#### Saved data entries

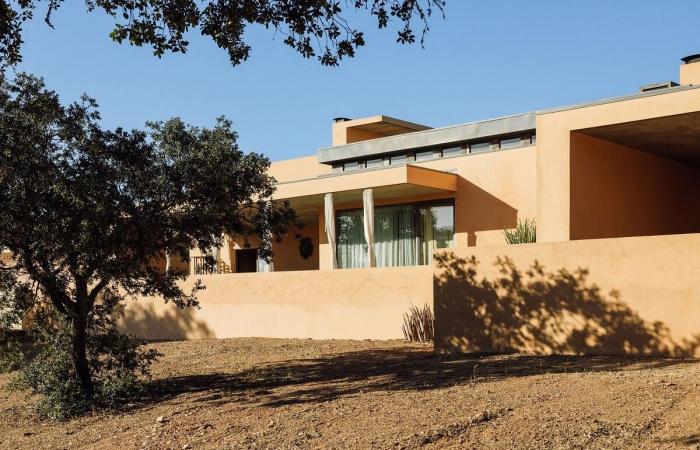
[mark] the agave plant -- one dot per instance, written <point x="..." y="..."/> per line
<point x="418" y="324"/>
<point x="524" y="233"/>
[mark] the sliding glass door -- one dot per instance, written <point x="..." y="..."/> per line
<point x="404" y="235"/>
<point x="436" y="230"/>
<point x="395" y="236"/>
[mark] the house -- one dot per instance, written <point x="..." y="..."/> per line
<point x="387" y="195"/>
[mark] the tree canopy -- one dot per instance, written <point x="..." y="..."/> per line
<point x="86" y="211"/>
<point x="314" y="28"/>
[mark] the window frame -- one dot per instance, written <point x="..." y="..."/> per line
<point x="417" y="224"/>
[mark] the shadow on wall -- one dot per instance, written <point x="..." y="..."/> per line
<point x="541" y="312"/>
<point x="494" y="213"/>
<point x="168" y="322"/>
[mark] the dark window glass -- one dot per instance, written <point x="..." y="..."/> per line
<point x="510" y="142"/>
<point x="480" y="147"/>
<point x="452" y="151"/>
<point x="399" y="159"/>
<point x="246" y="260"/>
<point x="350" y="166"/>
<point x="425" y="156"/>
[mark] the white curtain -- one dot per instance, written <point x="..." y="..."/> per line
<point x="368" y="222"/>
<point x="329" y="215"/>
<point x="351" y="245"/>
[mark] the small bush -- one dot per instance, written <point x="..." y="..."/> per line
<point x="418" y="324"/>
<point x="10" y="354"/>
<point x="118" y="364"/>
<point x="524" y="233"/>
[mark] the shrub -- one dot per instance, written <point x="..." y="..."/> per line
<point x="418" y="324"/>
<point x="118" y="363"/>
<point x="10" y="354"/>
<point x="524" y="233"/>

#### AIM
Return each line exactly as written. Any picture gets left out.

#### SOLUTION TO THIS EXERCISE
[mark] the agave plant -- one dot per instance, written <point x="..." y="..."/> per line
<point x="418" y="324"/>
<point x="524" y="233"/>
[mark] the sliding glass door -- one dot per instance, written <point x="..." y="..."/> per line
<point x="404" y="235"/>
<point x="436" y="230"/>
<point x="395" y="236"/>
[mark] the house -- one dot per instance, written <point x="..." y="..."/> per line
<point x="387" y="195"/>
[mark] the tree canopy -- one dot per instance, written <point x="..." y="..."/> per line
<point x="86" y="211"/>
<point x="314" y="28"/>
[mark] the window frame -- one dot per instance, written <point x="..." y="..."/> per line
<point x="417" y="224"/>
[mark] the shadow on wall -- one dot per instance, written <point x="..." y="..."/> per line
<point x="541" y="312"/>
<point x="494" y="213"/>
<point x="168" y="322"/>
[mark] the dark window glass -- one dot per instance, written <point x="..." y="..."/> per line
<point x="510" y="142"/>
<point x="480" y="147"/>
<point x="452" y="151"/>
<point x="399" y="159"/>
<point x="246" y="260"/>
<point x="350" y="166"/>
<point x="425" y="156"/>
[mark] the white curtain -- one dot per instance, written <point x="..." y="..."/> per line
<point x="368" y="222"/>
<point x="329" y="215"/>
<point x="351" y="245"/>
[mark] the small bush -- one dot per instance, written <point x="..." y="..."/> per line
<point x="418" y="324"/>
<point x="10" y="354"/>
<point x="118" y="364"/>
<point x="524" y="233"/>
[mark] the shrub -- one dot per instance, written <point x="..." y="..."/> per line
<point x="418" y="324"/>
<point x="118" y="363"/>
<point x="10" y="354"/>
<point x="524" y="233"/>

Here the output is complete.